Content starts
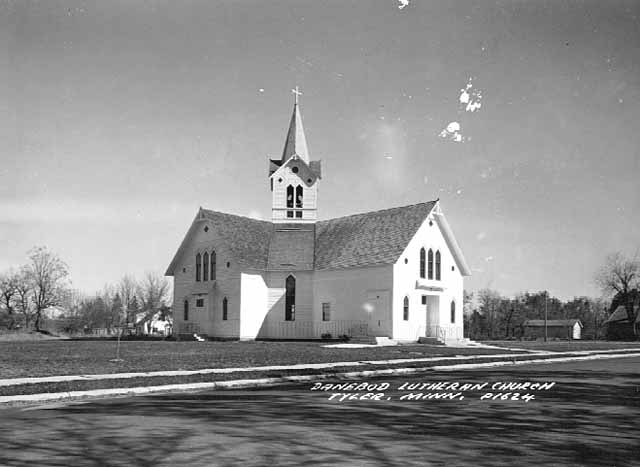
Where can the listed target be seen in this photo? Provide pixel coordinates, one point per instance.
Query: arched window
(290, 196)
(405, 309)
(213, 265)
(205, 269)
(299, 201)
(290, 200)
(290, 299)
(198, 267)
(299, 196)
Content ends
Activity
Word for word, quote the lines above. Omit the pictures.

Output below
Where can the listed target be seen in this photo? Provide pixel coordinates, one point per instance.
Query: arched window
(290, 196)
(405, 309)
(213, 265)
(205, 269)
(299, 201)
(290, 200)
(290, 299)
(198, 267)
(299, 196)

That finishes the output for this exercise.